Exercise instructions: Output the lines from the first one up to and including the line containing "x=593, y=386" as a Markdown table with two columns, Row and Line. Skip blank lines and leave the pictures out.

Records for the task:
┌──
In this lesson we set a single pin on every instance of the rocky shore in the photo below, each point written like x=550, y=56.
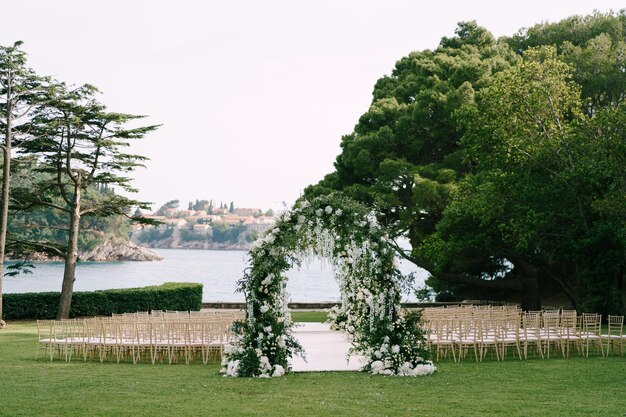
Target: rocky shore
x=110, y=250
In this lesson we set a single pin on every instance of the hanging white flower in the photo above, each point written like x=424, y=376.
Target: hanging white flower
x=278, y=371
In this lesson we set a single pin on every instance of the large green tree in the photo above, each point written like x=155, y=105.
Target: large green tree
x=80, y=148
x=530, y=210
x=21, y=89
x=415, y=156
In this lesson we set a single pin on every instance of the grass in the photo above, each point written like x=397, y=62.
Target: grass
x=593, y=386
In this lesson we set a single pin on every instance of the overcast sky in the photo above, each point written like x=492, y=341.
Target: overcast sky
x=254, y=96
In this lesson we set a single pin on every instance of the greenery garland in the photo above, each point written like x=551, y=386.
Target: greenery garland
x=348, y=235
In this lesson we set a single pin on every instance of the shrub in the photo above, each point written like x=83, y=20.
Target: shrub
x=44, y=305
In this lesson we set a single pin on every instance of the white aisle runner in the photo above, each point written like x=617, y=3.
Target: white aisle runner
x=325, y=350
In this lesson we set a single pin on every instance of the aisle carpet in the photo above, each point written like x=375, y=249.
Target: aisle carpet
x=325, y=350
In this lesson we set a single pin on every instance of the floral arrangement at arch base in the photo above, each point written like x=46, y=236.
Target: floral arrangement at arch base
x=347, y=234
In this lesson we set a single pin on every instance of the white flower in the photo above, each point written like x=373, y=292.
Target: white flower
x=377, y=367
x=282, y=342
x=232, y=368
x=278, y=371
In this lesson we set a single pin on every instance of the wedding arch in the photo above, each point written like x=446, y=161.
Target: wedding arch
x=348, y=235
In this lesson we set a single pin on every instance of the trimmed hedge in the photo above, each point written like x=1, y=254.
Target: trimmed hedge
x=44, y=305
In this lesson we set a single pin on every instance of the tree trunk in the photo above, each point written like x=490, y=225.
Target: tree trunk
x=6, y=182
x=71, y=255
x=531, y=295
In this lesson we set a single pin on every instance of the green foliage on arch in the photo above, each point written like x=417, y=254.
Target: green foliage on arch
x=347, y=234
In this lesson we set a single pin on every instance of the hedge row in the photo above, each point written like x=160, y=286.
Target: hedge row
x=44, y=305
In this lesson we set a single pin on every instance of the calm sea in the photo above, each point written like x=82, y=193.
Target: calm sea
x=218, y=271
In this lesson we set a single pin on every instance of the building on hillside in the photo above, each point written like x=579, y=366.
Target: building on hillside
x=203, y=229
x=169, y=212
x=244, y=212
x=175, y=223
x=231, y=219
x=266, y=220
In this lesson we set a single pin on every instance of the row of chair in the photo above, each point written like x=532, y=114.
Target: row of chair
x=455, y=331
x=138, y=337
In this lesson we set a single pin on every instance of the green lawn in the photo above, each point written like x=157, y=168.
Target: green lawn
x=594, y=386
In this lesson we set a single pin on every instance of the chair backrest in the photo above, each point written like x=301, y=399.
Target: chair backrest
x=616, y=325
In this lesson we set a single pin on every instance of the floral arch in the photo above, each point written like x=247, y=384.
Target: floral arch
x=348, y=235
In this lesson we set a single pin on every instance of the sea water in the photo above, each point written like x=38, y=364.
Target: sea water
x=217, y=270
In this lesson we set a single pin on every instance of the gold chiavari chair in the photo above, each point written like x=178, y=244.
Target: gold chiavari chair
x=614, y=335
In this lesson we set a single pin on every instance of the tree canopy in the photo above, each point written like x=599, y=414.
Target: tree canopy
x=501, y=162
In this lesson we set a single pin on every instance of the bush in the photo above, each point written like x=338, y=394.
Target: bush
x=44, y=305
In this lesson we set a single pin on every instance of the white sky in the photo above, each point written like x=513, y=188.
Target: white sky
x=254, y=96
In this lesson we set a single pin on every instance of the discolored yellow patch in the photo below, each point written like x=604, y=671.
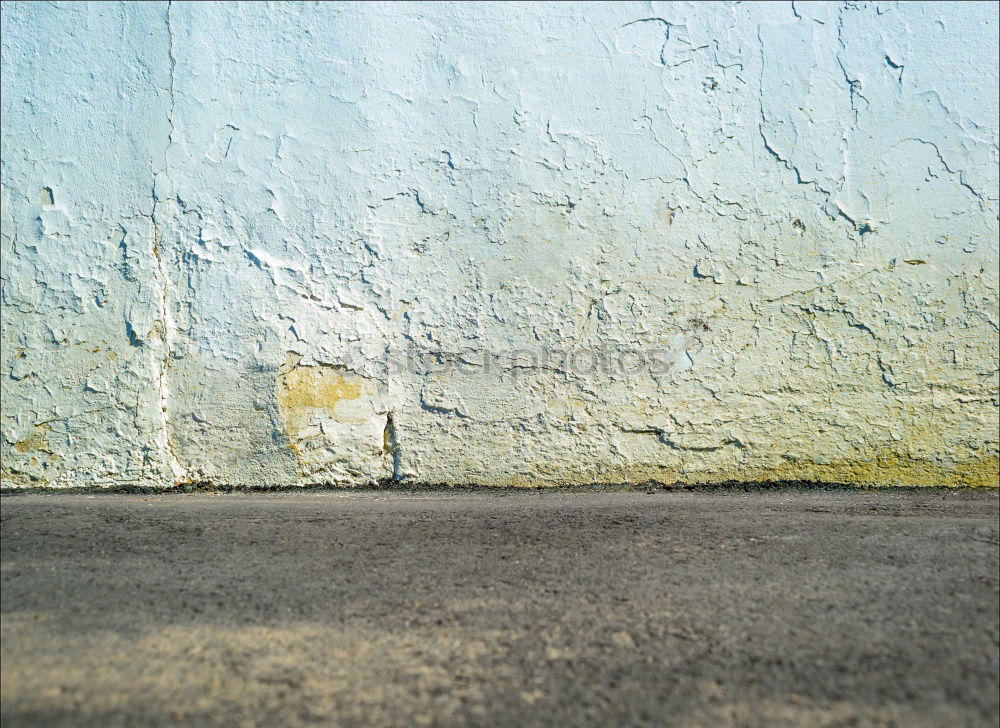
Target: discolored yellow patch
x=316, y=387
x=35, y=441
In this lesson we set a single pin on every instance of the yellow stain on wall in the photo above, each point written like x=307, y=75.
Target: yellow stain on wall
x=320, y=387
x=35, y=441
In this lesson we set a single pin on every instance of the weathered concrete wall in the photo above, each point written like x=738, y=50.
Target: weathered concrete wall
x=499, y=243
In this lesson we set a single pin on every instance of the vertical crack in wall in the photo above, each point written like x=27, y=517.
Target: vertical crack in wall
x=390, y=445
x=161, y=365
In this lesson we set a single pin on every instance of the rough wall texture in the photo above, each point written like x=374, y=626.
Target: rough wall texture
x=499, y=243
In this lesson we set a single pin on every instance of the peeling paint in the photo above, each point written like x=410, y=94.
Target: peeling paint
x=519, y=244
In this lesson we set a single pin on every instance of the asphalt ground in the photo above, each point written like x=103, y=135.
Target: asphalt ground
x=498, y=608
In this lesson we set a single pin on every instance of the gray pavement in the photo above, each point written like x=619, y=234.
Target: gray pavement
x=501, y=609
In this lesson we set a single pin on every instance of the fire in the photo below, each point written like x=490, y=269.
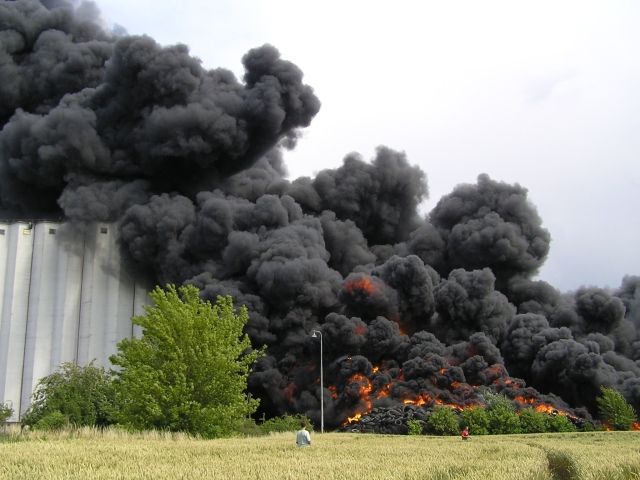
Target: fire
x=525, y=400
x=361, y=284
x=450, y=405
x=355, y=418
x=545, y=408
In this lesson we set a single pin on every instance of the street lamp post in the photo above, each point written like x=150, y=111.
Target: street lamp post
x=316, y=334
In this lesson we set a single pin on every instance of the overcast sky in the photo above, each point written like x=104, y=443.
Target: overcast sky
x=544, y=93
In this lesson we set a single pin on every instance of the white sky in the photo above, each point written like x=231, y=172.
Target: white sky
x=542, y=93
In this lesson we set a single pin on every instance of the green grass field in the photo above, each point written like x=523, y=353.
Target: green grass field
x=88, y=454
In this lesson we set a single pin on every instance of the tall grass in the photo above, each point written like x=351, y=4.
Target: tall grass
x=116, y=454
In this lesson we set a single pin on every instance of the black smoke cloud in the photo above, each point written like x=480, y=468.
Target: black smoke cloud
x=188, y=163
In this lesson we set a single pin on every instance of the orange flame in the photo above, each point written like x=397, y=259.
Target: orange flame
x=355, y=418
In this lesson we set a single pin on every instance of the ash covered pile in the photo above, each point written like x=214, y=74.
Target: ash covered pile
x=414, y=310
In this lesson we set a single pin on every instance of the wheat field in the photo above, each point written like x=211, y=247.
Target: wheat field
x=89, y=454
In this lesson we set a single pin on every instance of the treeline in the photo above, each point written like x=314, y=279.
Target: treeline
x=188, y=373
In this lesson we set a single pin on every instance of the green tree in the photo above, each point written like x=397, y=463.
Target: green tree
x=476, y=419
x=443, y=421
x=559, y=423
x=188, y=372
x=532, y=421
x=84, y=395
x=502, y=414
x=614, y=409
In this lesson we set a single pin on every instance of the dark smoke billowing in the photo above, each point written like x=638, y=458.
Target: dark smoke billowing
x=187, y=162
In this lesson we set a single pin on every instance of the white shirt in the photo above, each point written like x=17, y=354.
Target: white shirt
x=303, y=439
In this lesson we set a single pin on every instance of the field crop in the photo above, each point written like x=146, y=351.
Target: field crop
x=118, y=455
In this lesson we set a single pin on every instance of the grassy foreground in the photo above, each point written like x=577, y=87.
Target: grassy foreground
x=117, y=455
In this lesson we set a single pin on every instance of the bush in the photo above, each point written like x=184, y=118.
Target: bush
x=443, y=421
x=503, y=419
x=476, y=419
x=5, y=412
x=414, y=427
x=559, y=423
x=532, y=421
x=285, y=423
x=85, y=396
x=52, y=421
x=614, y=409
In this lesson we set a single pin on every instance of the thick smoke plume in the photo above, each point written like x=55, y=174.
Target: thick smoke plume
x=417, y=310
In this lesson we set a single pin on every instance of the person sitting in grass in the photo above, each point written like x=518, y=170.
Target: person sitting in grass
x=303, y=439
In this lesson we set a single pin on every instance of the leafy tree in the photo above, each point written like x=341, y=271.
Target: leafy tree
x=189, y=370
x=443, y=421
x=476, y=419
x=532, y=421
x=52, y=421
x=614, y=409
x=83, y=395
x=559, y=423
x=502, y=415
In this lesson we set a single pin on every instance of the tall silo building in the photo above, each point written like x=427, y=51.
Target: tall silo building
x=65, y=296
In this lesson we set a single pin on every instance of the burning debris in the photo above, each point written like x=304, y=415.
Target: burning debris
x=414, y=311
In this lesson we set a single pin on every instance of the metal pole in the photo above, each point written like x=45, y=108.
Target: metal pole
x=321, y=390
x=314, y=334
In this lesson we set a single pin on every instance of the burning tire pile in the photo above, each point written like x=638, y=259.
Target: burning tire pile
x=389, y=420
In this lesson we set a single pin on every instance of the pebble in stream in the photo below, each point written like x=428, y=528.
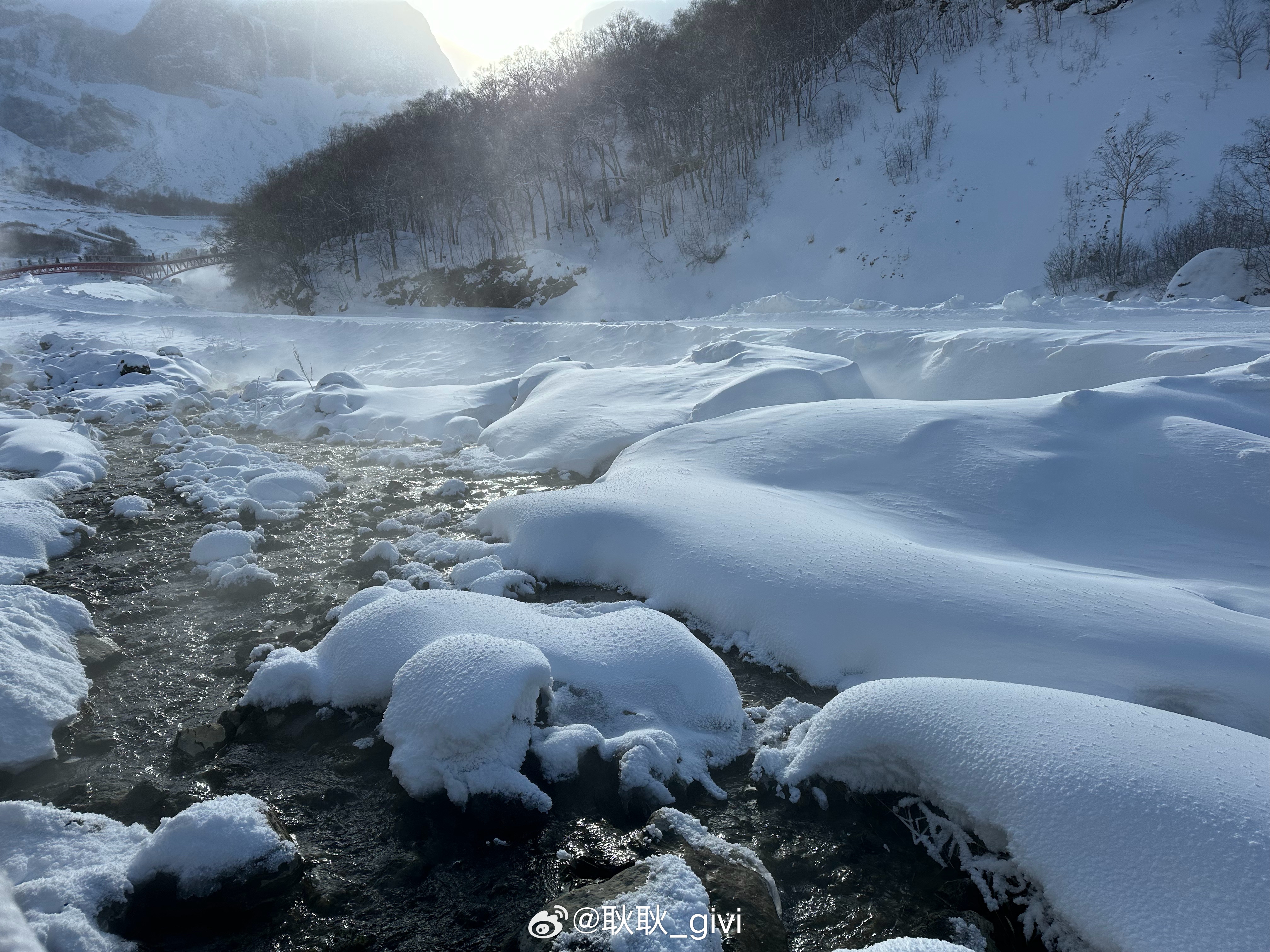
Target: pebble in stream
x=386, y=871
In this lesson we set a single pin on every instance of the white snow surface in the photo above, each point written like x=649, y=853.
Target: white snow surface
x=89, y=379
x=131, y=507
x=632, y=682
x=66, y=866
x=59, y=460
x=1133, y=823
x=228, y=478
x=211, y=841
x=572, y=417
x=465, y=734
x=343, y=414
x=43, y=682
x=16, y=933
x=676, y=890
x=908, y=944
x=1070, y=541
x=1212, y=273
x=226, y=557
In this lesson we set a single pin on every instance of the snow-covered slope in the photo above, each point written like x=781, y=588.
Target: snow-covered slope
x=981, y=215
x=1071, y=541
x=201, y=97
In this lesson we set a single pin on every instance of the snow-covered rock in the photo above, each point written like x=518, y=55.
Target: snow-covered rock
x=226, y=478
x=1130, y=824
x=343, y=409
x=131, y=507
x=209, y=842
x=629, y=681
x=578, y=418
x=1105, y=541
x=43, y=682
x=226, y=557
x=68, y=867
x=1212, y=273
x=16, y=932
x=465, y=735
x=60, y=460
└──
Task answer:
| Row | Line |
|---|---|
| 1 | In this lesson we set a single pin on every instance of the rocky shore in the photo below, each point written like x=550, y=56. |
| 2 | Target: rocky shore |
| 3 | x=110, y=250 |
| 4 | In this lesson we set a single pin on every instance of the hanging white flower in the photo above, each point written like x=424, y=376. |
| 5 | Target: hanging white flower |
| 6 | x=278, y=371 |
| 7 | In this lesson we set a single pin on every instance of the large green tree in the photo above, each point written like x=155, y=105. |
| 8 | Target: large green tree |
| 9 | x=80, y=148 |
| 10 | x=530, y=210 |
| 11 | x=21, y=89 |
| 12 | x=415, y=156 |
| 13 | In this lesson we set a single pin on every instance of the grass in the photo above, each point written like x=397, y=62. |
| 14 | Target: grass |
| 15 | x=593, y=386 |